**GIVEN INSTRUCTION:**
Reproduce every row below, word for word, with no changes.

**PROVIDED MATERIAL:**
########

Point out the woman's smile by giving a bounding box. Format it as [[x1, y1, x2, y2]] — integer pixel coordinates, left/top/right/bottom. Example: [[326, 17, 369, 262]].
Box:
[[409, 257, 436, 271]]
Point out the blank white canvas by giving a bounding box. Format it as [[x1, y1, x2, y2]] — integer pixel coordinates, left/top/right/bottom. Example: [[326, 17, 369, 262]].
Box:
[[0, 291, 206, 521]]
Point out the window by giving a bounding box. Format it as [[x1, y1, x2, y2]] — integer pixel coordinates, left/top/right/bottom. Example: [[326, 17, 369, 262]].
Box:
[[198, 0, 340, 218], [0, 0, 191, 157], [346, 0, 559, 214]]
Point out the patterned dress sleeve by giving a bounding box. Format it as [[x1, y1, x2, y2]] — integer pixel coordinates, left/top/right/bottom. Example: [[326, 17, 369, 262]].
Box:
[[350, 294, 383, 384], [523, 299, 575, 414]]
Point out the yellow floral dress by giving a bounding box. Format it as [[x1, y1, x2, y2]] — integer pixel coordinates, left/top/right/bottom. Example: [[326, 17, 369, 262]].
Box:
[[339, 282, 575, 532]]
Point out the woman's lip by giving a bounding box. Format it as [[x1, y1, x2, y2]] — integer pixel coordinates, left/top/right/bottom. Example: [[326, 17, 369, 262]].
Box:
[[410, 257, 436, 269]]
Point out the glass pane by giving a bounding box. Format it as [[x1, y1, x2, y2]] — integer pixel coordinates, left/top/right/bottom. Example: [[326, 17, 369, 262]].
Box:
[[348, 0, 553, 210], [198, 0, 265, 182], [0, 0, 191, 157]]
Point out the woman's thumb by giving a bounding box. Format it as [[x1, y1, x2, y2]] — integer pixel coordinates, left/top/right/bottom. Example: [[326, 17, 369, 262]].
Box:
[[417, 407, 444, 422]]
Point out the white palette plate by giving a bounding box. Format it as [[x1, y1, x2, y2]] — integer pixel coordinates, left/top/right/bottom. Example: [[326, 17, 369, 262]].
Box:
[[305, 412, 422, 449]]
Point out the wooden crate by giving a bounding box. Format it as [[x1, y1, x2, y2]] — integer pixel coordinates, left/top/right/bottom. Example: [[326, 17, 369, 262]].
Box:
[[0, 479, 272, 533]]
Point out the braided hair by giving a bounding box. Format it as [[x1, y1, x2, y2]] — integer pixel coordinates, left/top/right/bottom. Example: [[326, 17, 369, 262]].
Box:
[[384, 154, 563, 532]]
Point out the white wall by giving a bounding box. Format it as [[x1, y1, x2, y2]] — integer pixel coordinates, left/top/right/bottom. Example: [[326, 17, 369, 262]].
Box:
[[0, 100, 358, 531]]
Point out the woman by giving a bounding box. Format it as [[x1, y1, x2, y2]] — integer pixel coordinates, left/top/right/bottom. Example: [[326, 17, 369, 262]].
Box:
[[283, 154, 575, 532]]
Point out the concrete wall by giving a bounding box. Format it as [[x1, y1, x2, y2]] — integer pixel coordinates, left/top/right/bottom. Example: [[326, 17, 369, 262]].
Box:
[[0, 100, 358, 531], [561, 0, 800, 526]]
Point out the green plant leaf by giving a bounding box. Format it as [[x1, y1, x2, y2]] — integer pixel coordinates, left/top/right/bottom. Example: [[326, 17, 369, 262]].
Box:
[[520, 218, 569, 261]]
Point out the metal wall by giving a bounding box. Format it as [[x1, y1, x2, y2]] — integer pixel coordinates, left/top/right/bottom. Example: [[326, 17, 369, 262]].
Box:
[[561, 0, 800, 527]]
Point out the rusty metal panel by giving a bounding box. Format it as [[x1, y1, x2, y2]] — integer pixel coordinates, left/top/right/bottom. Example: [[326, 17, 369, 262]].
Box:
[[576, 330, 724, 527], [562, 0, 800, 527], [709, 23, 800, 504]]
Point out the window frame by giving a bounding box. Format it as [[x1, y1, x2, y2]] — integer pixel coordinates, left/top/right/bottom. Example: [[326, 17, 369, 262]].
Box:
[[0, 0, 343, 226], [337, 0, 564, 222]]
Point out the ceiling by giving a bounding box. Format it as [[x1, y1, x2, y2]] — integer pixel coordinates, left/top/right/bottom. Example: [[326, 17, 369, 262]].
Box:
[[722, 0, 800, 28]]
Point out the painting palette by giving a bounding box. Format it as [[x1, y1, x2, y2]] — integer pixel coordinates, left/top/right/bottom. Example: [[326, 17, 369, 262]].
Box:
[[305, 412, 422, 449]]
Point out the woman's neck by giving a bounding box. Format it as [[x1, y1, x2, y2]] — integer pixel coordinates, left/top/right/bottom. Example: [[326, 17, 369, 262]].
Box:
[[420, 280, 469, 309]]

########

**TASK ANSWER:**
Point out the woman's smile by giving a bounding box. Format it as [[x1, y1, x2, y2]] — integer pixel coordinates, left/top/right/bottom. Example: [[326, 17, 369, 262]].
Box:
[[409, 257, 436, 271]]
Point out the blank white canvas by giving a bounding box. Format it as [[x1, y1, x2, y2]] — integer pixel coordinates, left/top/right/bottom. Example: [[326, 17, 369, 262]].
Box:
[[0, 291, 206, 521]]
Point out the window by giving a bounding box. Format it as [[x1, y1, x2, y2]] — integer pixel coordinates, left/top/right/bottom. Example: [[326, 17, 369, 262]].
Box:
[[198, 0, 340, 218], [0, 0, 191, 157], [346, 0, 559, 214]]
Point out the patterned dress sleeve by giving a bounding box. Format it as [[x1, y1, x2, y2]] — integer pixel coordinates, left/top/right/bottom. Example: [[326, 17, 369, 262]].
Box:
[[350, 294, 383, 384], [523, 299, 575, 414]]
Point out the yellow floral dress by giving a bounding box. Format it as [[x1, y1, x2, y2]] — integer pixel coordinates, left/top/right/bottom. Example: [[326, 17, 369, 262]].
Box:
[[339, 282, 575, 532]]
Point out the woman's lip by giving a bounding box. Format it as [[x1, y1, x2, y2]] — integer pixel coordinates, left/top/right/bottom. Example: [[326, 17, 369, 262]].
Box:
[[410, 257, 436, 269]]
Point out the glass pane by giving a bounding box. Format it as [[x1, y1, x2, y2]] — integer pixel coordinates, left/top/right/bottom. Example: [[326, 17, 369, 262]].
Box:
[[348, 0, 553, 210], [198, 0, 265, 182], [0, 0, 191, 157]]
Point out the woman's thumb by giving a bounding box. Format it as [[x1, y1, x2, y2]] — integer pixel coordinates, left/top/right/bottom. Example: [[326, 17, 369, 262]].
Box:
[[417, 407, 444, 422]]
Point out the white palette plate by giving a bounding box. Format it as [[x1, y1, x2, y2]] — integer pixel coordinates, left/top/right/bottom. Example: [[326, 17, 369, 262]].
Box:
[[305, 412, 422, 449]]
Point out the wooden crate by giving a bounding box. Format it as [[x1, y1, x2, y2]] — integer pixel coordinates, left/top/right/bottom. Example: [[326, 17, 369, 262]].
Box:
[[0, 479, 272, 533]]
Point out the braided hair by giving a bounding box. Format it as [[x1, y1, x2, y2]] — integer pixel coordinates, left/top/right/bottom. Example: [[326, 17, 369, 262]].
Box:
[[384, 154, 563, 532]]
Point out the white wall by giving a bounding box. Format it as [[x1, y1, x2, y2]] — integer pixel coordinates, left/top/right/bottom. Example: [[326, 17, 369, 262]].
Box:
[[0, 100, 358, 531]]
Point out the woman by giving a bounding box. Format it as [[x1, y1, x2, y2]] — integer pixel coordinates, left/top/right/bottom. Example: [[326, 17, 369, 262]].
Box:
[[283, 154, 575, 532]]
Point out the concrete wall by giving a bounding box. Format it as [[x1, y1, x2, y2]] — integer pixel coordinates, left/top/right/bottom. Example: [[326, 17, 369, 262]].
Box:
[[0, 100, 358, 531], [561, 0, 800, 526]]
Point out the green plant leaf by giving a bounding box. Format it as [[x1, y1, x2, y2]] — integer pixel coordinates, left/top/right/bottom. Example: [[326, 17, 369, 262]].
Box:
[[520, 218, 569, 261]]
Point out the metal wall by giving a bounding box. Format it as [[x1, y1, x2, y2]] — integer pixel coordinates, left/top/right/bottom. Example: [[326, 17, 369, 262]].
Box:
[[561, 0, 800, 527]]
Point out the rusty metal panel by giving a bounding box. Format it as [[x1, y1, x2, y2]] — integer pixel coordinates, left/top/right/bottom. Example: [[326, 17, 369, 262]].
Box:
[[576, 330, 724, 527], [562, 0, 800, 527], [709, 23, 800, 504]]
Point out the window frame by giving a bounding box. Format it as [[x1, y1, x2, y2]] — integer pixel coordinates, left/top/right/bottom. Example: [[326, 17, 369, 262]].
Box:
[[0, 0, 343, 226], [337, 0, 564, 222]]
Point out the ceiling by giving a bounding box. Format it as [[x1, y1, x2, y2]] — integer pixel coordinates, left/top/right/bottom. Example: [[326, 17, 369, 262]].
Box:
[[722, 0, 800, 28]]
Point out the painting palette by giving a bounding box. Format it as [[x1, y1, x2, y2]] — integer pixel coordinates, left/top/right/bottom. Example: [[326, 17, 369, 262]].
Box:
[[305, 412, 422, 449]]
Point out the woman's neck by giving a bounding box. Format it as [[x1, y1, x2, y2]] — integer pixel coordinates, left/top/right/bottom. Example: [[326, 17, 369, 262]].
Box:
[[420, 280, 469, 309]]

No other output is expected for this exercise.